Readers may well be getting a little tired of the run of posts this year on issues relating to the review of the Reserve Bank Act. In truth, so am I. However, The Treasury is inviting comments, with a deadline of later this month.
There are two stages to the review. The first, led by Treasury, is around implementing reforms Labour campaigned on (a statutory monetary policy committee, and adding some sort of employment goal). The second – as yet ill-defined – is to be led jointly by the Reserve Bank and Treasury and is to look at any other issues that the Minister agrees warrant review. For now, The Treasury is inviting views on what issues should be looked at in Stage 2.
My broad response to them on that question has been “anything and everything”. The Reserve Bank Act – and the other Acts the Bank operates under – has grown like topsy over 30 years. Roles and functions have changed. Expectations around transparency have changed. And models that might have seemed sensible in 1989 – eg the role of the Board – no longer do so today. Probably the Act should be rewritten from scratch, but even if that doesn’t happen, no part of the current Act should be outside the scope of the review. My post the other day proposed structural separation – spinning out of the Bank a new Prudential Regulatory Agency.
Today I want to focus on funding the Reserve Bank’s operations, an aspect of the Act that could be easily overlooked as part of the review, but where current legislation falls far short of best practice.

§ Extracted information:

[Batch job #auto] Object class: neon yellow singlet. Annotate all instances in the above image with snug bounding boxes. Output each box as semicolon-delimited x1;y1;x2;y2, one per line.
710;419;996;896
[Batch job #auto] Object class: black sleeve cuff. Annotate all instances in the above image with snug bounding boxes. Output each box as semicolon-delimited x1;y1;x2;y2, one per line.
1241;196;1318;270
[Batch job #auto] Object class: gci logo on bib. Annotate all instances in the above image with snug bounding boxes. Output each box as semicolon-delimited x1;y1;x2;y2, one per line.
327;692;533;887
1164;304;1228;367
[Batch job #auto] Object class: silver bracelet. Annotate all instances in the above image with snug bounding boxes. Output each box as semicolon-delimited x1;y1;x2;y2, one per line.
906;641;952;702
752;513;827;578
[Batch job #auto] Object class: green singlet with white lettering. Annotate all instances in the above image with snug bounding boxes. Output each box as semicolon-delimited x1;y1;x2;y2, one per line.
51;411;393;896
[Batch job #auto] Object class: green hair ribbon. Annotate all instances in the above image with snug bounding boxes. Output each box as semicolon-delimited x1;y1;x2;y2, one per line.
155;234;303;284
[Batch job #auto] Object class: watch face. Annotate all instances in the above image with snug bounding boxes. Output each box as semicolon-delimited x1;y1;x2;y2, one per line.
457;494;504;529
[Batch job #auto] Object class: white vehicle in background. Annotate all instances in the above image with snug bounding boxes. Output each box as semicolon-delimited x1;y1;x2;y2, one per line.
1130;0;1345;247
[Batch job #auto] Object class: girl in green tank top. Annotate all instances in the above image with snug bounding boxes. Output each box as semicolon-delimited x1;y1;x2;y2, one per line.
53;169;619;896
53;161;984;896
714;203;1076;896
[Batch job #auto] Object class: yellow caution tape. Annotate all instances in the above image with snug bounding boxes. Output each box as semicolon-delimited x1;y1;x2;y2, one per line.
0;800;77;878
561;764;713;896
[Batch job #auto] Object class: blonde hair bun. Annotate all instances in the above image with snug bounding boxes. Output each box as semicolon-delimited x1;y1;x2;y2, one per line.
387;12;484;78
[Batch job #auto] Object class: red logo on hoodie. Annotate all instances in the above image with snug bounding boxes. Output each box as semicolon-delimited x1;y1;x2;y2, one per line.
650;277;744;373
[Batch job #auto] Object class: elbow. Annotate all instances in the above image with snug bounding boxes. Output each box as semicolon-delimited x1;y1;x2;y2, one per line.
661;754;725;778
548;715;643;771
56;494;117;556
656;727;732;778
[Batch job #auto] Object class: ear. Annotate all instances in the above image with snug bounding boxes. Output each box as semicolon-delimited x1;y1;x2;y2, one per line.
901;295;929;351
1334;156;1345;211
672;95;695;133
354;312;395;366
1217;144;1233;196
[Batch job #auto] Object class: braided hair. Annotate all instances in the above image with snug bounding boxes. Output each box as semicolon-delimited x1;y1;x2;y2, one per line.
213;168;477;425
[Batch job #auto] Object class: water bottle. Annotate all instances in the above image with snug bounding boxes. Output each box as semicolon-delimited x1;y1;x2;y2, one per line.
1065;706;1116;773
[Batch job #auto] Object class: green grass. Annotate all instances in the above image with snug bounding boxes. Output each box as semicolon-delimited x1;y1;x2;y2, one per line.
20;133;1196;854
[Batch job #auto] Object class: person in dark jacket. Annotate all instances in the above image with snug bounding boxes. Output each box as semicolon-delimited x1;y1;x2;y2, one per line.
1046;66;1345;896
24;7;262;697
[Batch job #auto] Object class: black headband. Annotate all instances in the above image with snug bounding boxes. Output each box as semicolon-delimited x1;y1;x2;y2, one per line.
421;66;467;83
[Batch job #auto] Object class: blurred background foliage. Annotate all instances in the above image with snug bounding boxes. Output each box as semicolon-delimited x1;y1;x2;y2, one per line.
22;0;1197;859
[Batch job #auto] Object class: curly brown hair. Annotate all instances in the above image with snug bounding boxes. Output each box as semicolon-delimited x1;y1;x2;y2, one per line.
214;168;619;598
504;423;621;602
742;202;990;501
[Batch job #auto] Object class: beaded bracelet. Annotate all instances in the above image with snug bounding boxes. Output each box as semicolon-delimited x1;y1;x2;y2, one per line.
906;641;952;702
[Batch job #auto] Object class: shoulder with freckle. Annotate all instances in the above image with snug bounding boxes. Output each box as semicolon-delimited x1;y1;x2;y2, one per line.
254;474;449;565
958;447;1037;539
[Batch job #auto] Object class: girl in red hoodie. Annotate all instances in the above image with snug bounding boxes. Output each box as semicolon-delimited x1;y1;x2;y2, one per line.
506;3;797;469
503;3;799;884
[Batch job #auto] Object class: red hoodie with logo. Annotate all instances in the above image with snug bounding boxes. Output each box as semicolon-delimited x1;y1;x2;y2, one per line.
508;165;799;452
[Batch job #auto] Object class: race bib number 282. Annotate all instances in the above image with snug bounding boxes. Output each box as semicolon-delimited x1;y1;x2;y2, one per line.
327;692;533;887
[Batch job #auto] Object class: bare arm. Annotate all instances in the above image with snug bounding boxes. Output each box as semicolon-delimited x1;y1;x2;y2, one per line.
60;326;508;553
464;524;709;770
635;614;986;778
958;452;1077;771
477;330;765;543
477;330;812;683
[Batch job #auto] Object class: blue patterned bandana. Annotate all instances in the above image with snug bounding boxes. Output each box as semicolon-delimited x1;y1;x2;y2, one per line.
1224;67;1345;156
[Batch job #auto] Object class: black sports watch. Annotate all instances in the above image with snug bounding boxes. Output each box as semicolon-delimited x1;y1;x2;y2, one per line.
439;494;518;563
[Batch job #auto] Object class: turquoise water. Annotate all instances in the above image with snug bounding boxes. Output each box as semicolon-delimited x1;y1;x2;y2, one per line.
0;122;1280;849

§ Exercise requirements:
A – Put the entries, everything from the first entry down to the line containing "1164;304;1228;367", into a two-column CSV with columns named instruction and boxes. Give one row per entry, with its instruction and its answer each in a single quoted field and line breaks replaced by spaces.
B – Write what comes next in the post on the Reserve Bank Act review, picking up after its last sentence.
The entries are unrelated to the post on the Reserve Bank Act review.

§ Task-by-task answers:
A –
instruction,boxes
"[Batch job #auto] Object class: neon yellow singlet. Annotate all instances in the above image with snug bounding boxes. Output each box as semicolon-delimited x1;y1;x2;y2, one per line.","710;419;996;896"
"[Batch job #auto] Object class: black sleeve cuff. Annotate all instances in the above image with snug bounding boxes. Output each box as semicolon-delimited x1;y1;x2;y2, one per line.","1241;196;1318;270"
"[Batch job #auto] Object class: gci logo on bib. Annotate all instances in the above image with snug bounding boxes. Output each box as semicolon-delimited x1;y1;x2;y2, one per line.","327;692;533;887 1164;304;1228;367"

B –
Historically, there were typically no checks on the spending of a central bank. Central banks “printed money” – physically or electronically – and didn’t need to rely on tax revenue appropriated by Parliament. They typically earned a lot of income by issuing (zero interest) bank notes, and investing the proceeds (often in government bonds). I regaled my kids recently with the tale of the night – the RBNZ 50th anniversary – when the Bank took over the Michael Fowler Centre and hosted a banquet and dance (free) for staff and spouses, includng a McPhail and Gadsby floor show. The kids asked who paid for it, and struggled to get their minds around the notion that “we just printed the money”, but that was the way things were. These days – rightly – the Taxpayers’ Union would be all over such extravagance – or the chauffeur for the Governor (and, if I recall rightly, even the Deputy Governor). There was an Annual Report, of course, but little detail and no effective spending control or accountability. It wasn’t that the Bank was always extravagant – it wasn’t – but there were few or no external constraints.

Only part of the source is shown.